[Information supplied]

..............................

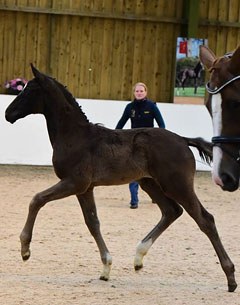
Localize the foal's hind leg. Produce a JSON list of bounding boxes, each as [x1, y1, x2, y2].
[[20, 178, 80, 261], [179, 191, 237, 292], [76, 190, 112, 281], [135, 178, 183, 270]]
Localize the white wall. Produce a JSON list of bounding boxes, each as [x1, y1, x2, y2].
[[0, 94, 213, 170]]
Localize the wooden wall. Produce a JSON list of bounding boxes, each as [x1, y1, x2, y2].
[[1, 0, 240, 102], [199, 0, 240, 54]]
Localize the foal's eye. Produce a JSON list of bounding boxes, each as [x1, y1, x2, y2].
[[229, 100, 240, 109]]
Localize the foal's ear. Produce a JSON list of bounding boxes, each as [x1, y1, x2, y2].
[[199, 45, 216, 70], [228, 45, 240, 75], [30, 63, 46, 82]]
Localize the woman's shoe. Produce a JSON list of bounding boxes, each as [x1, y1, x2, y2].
[[130, 203, 138, 209]]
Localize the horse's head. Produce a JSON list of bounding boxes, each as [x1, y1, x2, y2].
[[200, 45, 240, 191], [5, 64, 54, 123]]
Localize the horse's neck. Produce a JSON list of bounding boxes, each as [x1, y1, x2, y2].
[[194, 63, 202, 74], [43, 98, 89, 147]]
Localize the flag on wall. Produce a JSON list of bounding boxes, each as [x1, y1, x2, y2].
[[179, 41, 187, 54]]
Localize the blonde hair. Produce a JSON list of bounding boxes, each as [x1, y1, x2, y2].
[[132, 82, 148, 92]]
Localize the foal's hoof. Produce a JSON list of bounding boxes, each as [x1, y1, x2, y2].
[[21, 250, 31, 261], [228, 282, 237, 292], [99, 275, 109, 281], [134, 264, 143, 271]]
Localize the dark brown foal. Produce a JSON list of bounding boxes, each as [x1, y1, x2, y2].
[[5, 65, 236, 292]]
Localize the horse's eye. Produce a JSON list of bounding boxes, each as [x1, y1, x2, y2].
[[229, 100, 240, 109]]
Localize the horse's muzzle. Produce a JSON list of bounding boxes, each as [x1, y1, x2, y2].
[[220, 173, 239, 192], [5, 111, 17, 124]]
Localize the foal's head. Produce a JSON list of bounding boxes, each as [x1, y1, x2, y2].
[[5, 64, 83, 125], [200, 45, 240, 191], [5, 65, 53, 123]]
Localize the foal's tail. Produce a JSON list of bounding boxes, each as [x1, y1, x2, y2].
[[184, 137, 213, 165]]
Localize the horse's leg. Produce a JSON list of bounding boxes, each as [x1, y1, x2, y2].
[[194, 77, 197, 94], [20, 178, 80, 261], [182, 78, 186, 92], [76, 191, 112, 281], [134, 178, 183, 270], [179, 191, 237, 292]]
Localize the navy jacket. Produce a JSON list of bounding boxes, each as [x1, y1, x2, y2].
[[116, 98, 165, 129]]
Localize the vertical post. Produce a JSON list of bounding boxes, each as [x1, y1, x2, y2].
[[180, 0, 200, 38], [188, 0, 200, 38]]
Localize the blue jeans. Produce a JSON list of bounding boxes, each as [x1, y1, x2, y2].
[[129, 181, 139, 204]]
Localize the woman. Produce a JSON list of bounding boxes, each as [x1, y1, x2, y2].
[[116, 82, 165, 209]]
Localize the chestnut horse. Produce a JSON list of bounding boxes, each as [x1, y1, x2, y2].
[[5, 65, 237, 292], [200, 45, 240, 192]]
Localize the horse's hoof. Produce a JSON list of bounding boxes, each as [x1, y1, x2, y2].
[[134, 264, 143, 271], [99, 275, 109, 281], [228, 282, 237, 292], [22, 250, 31, 261]]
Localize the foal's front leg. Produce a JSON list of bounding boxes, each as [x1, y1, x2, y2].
[[76, 191, 112, 281], [20, 178, 78, 261]]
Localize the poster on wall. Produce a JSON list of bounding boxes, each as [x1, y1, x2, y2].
[[175, 37, 208, 100]]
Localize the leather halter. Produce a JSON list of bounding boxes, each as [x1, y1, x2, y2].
[[212, 137, 240, 164], [206, 59, 240, 164], [206, 75, 240, 94]]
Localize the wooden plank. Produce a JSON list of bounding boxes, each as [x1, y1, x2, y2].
[[218, 0, 228, 21], [131, 20, 144, 86], [121, 21, 135, 100], [49, 15, 61, 80], [112, 0, 124, 14], [228, 0, 239, 22], [199, 0, 209, 20], [18, 0, 40, 6], [36, 0, 52, 8], [99, 18, 114, 99], [88, 18, 104, 98], [226, 28, 238, 51], [92, 0, 104, 11], [16, 0, 28, 5], [109, 19, 125, 100], [226, 0, 239, 51], [175, 0, 184, 19], [205, 0, 218, 53], [207, 0, 219, 20], [78, 17, 92, 98], [51, 0, 63, 10], [216, 29, 228, 56], [4, 0, 17, 5], [36, 13, 50, 73], [23, 12, 36, 78], [216, 0, 228, 55], [67, 15, 81, 96], [137, 22, 158, 96], [131, 0, 144, 87], [100, 0, 113, 12], [3, 11, 16, 82], [152, 23, 166, 102], [0, 11, 7, 93], [57, 15, 71, 86]]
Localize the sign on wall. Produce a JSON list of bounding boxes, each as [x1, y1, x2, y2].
[[175, 37, 208, 98]]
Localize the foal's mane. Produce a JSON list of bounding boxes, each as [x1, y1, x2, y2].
[[49, 76, 90, 123]]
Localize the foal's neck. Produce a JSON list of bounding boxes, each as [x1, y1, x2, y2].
[[43, 89, 90, 146]]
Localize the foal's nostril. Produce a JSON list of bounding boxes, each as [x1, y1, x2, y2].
[[221, 173, 239, 192], [5, 112, 15, 123]]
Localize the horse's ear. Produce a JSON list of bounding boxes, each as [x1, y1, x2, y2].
[[30, 63, 47, 82], [228, 46, 240, 75], [199, 45, 216, 70]]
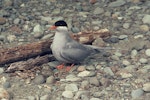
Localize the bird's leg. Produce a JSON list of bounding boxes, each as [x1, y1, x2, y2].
[[56, 63, 65, 70], [65, 64, 74, 72]]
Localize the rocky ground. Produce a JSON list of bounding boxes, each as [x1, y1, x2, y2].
[[0, 0, 150, 100]]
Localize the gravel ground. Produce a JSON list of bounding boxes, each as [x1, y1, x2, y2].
[[0, 0, 150, 100]]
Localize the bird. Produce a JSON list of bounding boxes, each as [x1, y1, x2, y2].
[[49, 20, 104, 71]]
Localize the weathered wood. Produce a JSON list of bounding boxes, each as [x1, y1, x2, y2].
[[5, 55, 55, 72], [0, 39, 52, 65]]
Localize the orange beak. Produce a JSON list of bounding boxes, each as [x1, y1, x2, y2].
[[49, 25, 57, 30]]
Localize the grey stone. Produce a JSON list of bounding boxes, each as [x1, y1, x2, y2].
[[145, 49, 150, 57], [93, 7, 104, 14], [89, 77, 100, 86], [142, 15, 150, 24], [33, 75, 45, 84], [62, 91, 73, 98], [119, 35, 128, 40], [71, 26, 80, 33], [131, 88, 144, 98], [139, 58, 148, 64], [65, 83, 78, 92], [109, 0, 126, 7], [46, 76, 55, 84], [40, 94, 50, 100], [3, 82, 11, 88], [103, 67, 114, 76], [13, 18, 20, 24]]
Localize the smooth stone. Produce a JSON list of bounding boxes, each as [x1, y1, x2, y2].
[[90, 98, 100, 100], [34, 32, 44, 39], [33, 24, 43, 33], [131, 88, 144, 98], [122, 60, 130, 66], [62, 91, 73, 99], [81, 80, 89, 89], [3, 82, 11, 88], [139, 58, 148, 64], [109, 0, 126, 7], [93, 7, 104, 14], [74, 91, 89, 100], [120, 72, 133, 78], [140, 25, 149, 32], [0, 17, 6, 25], [145, 49, 150, 57], [0, 68, 4, 74], [77, 66, 86, 72], [65, 74, 81, 82], [40, 94, 50, 100], [143, 83, 150, 92], [86, 65, 96, 71], [118, 35, 128, 40], [27, 96, 35, 100], [42, 34, 54, 40], [0, 35, 6, 41], [65, 83, 78, 92], [89, 77, 100, 86], [33, 75, 45, 84], [103, 67, 114, 76], [46, 76, 55, 84], [123, 23, 130, 29], [7, 35, 16, 42], [142, 15, 150, 24], [78, 70, 90, 77], [13, 18, 20, 24], [131, 49, 138, 58], [108, 37, 119, 43], [124, 65, 136, 72]]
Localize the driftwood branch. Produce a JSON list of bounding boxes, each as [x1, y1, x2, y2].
[[0, 40, 52, 65]]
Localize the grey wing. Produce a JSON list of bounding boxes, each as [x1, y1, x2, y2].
[[60, 42, 91, 63]]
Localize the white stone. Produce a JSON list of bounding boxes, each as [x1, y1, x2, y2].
[[78, 70, 90, 77], [145, 49, 150, 57], [143, 83, 150, 92], [62, 91, 73, 98]]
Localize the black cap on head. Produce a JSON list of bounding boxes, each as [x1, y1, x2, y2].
[[54, 20, 68, 27]]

..............................

[What to do]
Looking at the records above, please output exactly the lines that run from the one holding "Localize the grey wing." to the final line, and only those.

[Written answer]
Localize the grey wing. Produce a JSON list of bounding boxes, each as [x1, y1, x2, y2].
[[60, 42, 91, 63]]
Localize the white stone. Produce a JSON list of bounding boxes, each as [x1, y1, x2, y2].
[[78, 70, 90, 77], [145, 49, 150, 57], [143, 83, 150, 92], [62, 91, 73, 98]]
Localize the black cap on head. Produce a JSON list of bounding boxes, each as [x1, y1, x2, y2].
[[54, 20, 68, 27]]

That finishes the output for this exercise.